* **Task instructions**: Without any pictures, retype exactly the lines from the one with "Your specific task is to find woman's neck." through the final line of the records.

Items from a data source
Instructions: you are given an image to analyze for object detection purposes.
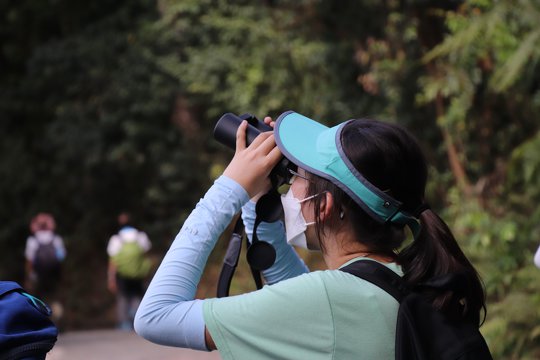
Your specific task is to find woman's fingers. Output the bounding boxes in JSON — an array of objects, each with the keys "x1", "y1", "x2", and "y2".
[
  {"x1": 246, "y1": 115, "x2": 275, "y2": 151},
  {"x1": 236, "y1": 115, "x2": 276, "y2": 155},
  {"x1": 247, "y1": 130, "x2": 273, "y2": 150},
  {"x1": 256, "y1": 133, "x2": 280, "y2": 157},
  {"x1": 267, "y1": 145, "x2": 283, "y2": 166},
  {"x1": 235, "y1": 120, "x2": 248, "y2": 152},
  {"x1": 224, "y1": 116, "x2": 281, "y2": 197},
  {"x1": 264, "y1": 116, "x2": 276, "y2": 128}
]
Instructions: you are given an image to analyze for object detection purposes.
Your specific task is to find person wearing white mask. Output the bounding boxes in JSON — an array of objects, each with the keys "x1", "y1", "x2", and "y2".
[
  {"x1": 134, "y1": 111, "x2": 486, "y2": 359},
  {"x1": 280, "y1": 180, "x2": 320, "y2": 249}
]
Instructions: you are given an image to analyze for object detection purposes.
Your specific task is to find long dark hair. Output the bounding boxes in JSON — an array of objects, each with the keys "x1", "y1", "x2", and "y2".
[{"x1": 306, "y1": 119, "x2": 486, "y2": 325}]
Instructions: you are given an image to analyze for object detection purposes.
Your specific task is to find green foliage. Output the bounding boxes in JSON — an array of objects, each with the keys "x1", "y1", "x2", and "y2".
[
  {"x1": 150, "y1": 0, "x2": 374, "y2": 122},
  {"x1": 425, "y1": 0, "x2": 540, "y2": 93},
  {"x1": 418, "y1": 0, "x2": 540, "y2": 181},
  {"x1": 480, "y1": 266, "x2": 540, "y2": 359},
  {"x1": 0, "y1": 0, "x2": 210, "y2": 327},
  {"x1": 508, "y1": 132, "x2": 540, "y2": 201},
  {"x1": 2, "y1": 0, "x2": 540, "y2": 356},
  {"x1": 443, "y1": 182, "x2": 540, "y2": 357},
  {"x1": 422, "y1": 2, "x2": 540, "y2": 356}
]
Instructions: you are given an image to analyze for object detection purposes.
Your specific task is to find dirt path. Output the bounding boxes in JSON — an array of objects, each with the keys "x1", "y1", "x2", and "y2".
[{"x1": 47, "y1": 329, "x2": 222, "y2": 360}]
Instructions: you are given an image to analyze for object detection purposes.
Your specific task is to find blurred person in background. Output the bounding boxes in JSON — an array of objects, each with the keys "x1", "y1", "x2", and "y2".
[
  {"x1": 25, "y1": 212, "x2": 66, "y2": 324},
  {"x1": 534, "y1": 243, "x2": 540, "y2": 268},
  {"x1": 107, "y1": 212, "x2": 152, "y2": 331}
]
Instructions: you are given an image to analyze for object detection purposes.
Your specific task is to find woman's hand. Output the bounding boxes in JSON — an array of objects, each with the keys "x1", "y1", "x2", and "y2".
[
  {"x1": 263, "y1": 116, "x2": 276, "y2": 128},
  {"x1": 250, "y1": 117, "x2": 278, "y2": 201},
  {"x1": 223, "y1": 117, "x2": 282, "y2": 198}
]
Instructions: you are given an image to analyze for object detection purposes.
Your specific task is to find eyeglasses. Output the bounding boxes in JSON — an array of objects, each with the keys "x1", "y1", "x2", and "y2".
[{"x1": 287, "y1": 168, "x2": 312, "y2": 185}]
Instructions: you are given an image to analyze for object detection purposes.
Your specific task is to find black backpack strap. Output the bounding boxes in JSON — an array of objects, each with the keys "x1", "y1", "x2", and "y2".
[
  {"x1": 217, "y1": 216, "x2": 244, "y2": 298},
  {"x1": 340, "y1": 260, "x2": 408, "y2": 302}
]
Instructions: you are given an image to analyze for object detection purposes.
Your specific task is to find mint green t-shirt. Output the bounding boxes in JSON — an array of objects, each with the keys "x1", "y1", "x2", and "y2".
[{"x1": 203, "y1": 259, "x2": 402, "y2": 360}]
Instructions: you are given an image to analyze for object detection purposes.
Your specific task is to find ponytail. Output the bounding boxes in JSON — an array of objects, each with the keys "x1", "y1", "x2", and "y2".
[
  {"x1": 400, "y1": 209, "x2": 486, "y2": 325},
  {"x1": 327, "y1": 118, "x2": 486, "y2": 325}
]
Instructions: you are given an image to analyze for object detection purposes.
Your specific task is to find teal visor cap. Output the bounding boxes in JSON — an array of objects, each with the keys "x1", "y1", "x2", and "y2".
[{"x1": 274, "y1": 111, "x2": 420, "y2": 237}]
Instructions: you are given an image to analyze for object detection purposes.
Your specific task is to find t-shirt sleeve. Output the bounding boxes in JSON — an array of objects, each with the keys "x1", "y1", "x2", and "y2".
[
  {"x1": 137, "y1": 231, "x2": 152, "y2": 252},
  {"x1": 107, "y1": 235, "x2": 121, "y2": 257},
  {"x1": 25, "y1": 237, "x2": 37, "y2": 262},
  {"x1": 203, "y1": 272, "x2": 334, "y2": 360}
]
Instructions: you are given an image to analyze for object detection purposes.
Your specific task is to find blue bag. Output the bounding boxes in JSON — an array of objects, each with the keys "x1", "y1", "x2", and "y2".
[{"x1": 0, "y1": 282, "x2": 57, "y2": 360}]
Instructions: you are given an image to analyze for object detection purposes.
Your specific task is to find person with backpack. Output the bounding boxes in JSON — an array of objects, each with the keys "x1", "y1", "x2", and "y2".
[
  {"x1": 107, "y1": 213, "x2": 152, "y2": 331},
  {"x1": 134, "y1": 112, "x2": 491, "y2": 359},
  {"x1": 534, "y1": 243, "x2": 540, "y2": 269},
  {"x1": 24, "y1": 212, "x2": 66, "y2": 323}
]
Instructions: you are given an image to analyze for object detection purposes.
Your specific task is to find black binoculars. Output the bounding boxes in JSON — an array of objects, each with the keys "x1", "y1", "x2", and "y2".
[
  {"x1": 214, "y1": 112, "x2": 294, "y2": 284},
  {"x1": 213, "y1": 112, "x2": 295, "y2": 187}
]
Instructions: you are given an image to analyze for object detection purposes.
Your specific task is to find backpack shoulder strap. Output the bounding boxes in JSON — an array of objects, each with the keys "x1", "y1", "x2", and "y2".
[{"x1": 340, "y1": 260, "x2": 408, "y2": 302}]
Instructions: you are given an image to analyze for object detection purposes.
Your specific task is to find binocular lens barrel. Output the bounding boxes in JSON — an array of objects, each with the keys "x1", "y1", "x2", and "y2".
[
  {"x1": 213, "y1": 113, "x2": 273, "y2": 149},
  {"x1": 213, "y1": 112, "x2": 295, "y2": 186}
]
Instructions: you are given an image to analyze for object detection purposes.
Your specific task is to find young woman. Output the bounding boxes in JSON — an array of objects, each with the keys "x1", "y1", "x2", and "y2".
[{"x1": 134, "y1": 111, "x2": 486, "y2": 359}]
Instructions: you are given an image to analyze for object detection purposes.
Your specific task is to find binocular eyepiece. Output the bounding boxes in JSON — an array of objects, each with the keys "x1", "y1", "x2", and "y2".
[{"x1": 213, "y1": 113, "x2": 295, "y2": 187}]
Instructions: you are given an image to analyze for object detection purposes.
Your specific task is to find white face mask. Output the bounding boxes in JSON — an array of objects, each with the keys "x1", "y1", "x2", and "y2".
[{"x1": 280, "y1": 188, "x2": 320, "y2": 249}]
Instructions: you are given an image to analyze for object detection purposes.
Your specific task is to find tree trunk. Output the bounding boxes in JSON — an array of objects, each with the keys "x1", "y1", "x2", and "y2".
[{"x1": 434, "y1": 91, "x2": 472, "y2": 195}]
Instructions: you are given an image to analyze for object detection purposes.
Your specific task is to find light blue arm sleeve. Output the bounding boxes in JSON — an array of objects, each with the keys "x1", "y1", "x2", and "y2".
[
  {"x1": 134, "y1": 176, "x2": 249, "y2": 351},
  {"x1": 54, "y1": 236, "x2": 66, "y2": 261},
  {"x1": 241, "y1": 201, "x2": 309, "y2": 284}
]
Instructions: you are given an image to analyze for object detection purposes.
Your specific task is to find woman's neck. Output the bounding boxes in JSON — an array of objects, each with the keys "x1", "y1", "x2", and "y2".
[
  {"x1": 324, "y1": 252, "x2": 394, "y2": 270},
  {"x1": 321, "y1": 231, "x2": 394, "y2": 270}
]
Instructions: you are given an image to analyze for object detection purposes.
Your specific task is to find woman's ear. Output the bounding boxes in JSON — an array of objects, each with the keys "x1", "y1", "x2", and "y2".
[{"x1": 319, "y1": 192, "x2": 334, "y2": 222}]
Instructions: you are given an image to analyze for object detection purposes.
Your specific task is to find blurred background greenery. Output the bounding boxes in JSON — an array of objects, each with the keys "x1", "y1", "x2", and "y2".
[{"x1": 1, "y1": 0, "x2": 540, "y2": 358}]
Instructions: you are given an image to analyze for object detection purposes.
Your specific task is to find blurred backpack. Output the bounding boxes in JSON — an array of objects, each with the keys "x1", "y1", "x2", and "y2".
[
  {"x1": 32, "y1": 238, "x2": 61, "y2": 276},
  {"x1": 112, "y1": 230, "x2": 152, "y2": 279},
  {"x1": 341, "y1": 260, "x2": 493, "y2": 360},
  {"x1": 29, "y1": 214, "x2": 62, "y2": 277},
  {"x1": 0, "y1": 282, "x2": 57, "y2": 360}
]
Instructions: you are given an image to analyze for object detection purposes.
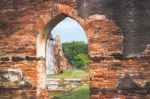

* **Task solution**:
Your specific task is to find woman's neck. Output the bounding boxes in JSON — an array of objects, each with the keys "x1", "y1", "x2", and "y2".
[
  {"x1": 324, "y1": 252, "x2": 394, "y2": 270},
  {"x1": 321, "y1": 231, "x2": 394, "y2": 270}
]
Instructions: you are given an image to analyze for object detection purposes.
Your specific task is to find woman's ear. Output the bounding boxes in JSON — an array of objects, each with the keys "x1", "y1", "x2", and "y2".
[{"x1": 319, "y1": 192, "x2": 334, "y2": 222}]
Instructions: you are given an image to analyze for object detection purposes.
Your specific task is to find blurred background greenery. Output the bounding boxes in JSON — an array of objects, each with the keys "x1", "y1", "x2", and "y2".
[{"x1": 1, "y1": 0, "x2": 540, "y2": 358}]
Instructions: you are given an image to analyze for object detection purposes.
Your specific task is to find blurred backpack. Output the bounding boxes in JSON — an array of objects, each with the keys "x1", "y1", "x2", and "y2".
[
  {"x1": 32, "y1": 238, "x2": 61, "y2": 276},
  {"x1": 112, "y1": 230, "x2": 152, "y2": 279},
  {"x1": 341, "y1": 260, "x2": 493, "y2": 360},
  {"x1": 29, "y1": 214, "x2": 62, "y2": 277},
  {"x1": 0, "y1": 282, "x2": 57, "y2": 360}
]
Instructions: you are given an image to analyze for object detection purposes.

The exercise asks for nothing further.